Natural-language object grounding data
========================================
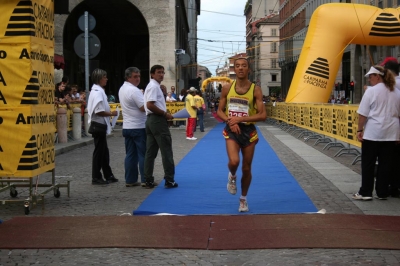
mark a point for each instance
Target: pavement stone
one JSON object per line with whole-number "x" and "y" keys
{"x": 325, "y": 185}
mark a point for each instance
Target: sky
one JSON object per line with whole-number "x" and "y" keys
{"x": 221, "y": 32}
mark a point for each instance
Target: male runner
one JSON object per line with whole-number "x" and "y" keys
{"x": 240, "y": 106}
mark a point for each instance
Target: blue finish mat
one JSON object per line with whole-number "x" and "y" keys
{"x": 202, "y": 177}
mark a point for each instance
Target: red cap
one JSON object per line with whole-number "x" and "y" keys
{"x": 387, "y": 59}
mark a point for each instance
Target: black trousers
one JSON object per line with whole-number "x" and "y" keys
{"x": 383, "y": 151}
{"x": 101, "y": 157}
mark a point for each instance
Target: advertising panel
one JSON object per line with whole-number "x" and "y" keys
{"x": 27, "y": 21}
{"x": 26, "y": 74}
{"x": 27, "y": 140}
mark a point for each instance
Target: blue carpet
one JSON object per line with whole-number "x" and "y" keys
{"x": 202, "y": 176}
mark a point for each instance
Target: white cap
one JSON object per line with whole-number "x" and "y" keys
{"x": 373, "y": 70}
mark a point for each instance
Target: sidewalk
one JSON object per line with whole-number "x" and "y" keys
{"x": 327, "y": 180}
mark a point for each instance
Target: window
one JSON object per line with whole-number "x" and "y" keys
{"x": 273, "y": 63}
{"x": 273, "y": 47}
========================================
- Problem to work on -
Of the records above, copy each line that includes "blue".

- Answer to this problem -
Target: blue finish mat
Target: blue carpet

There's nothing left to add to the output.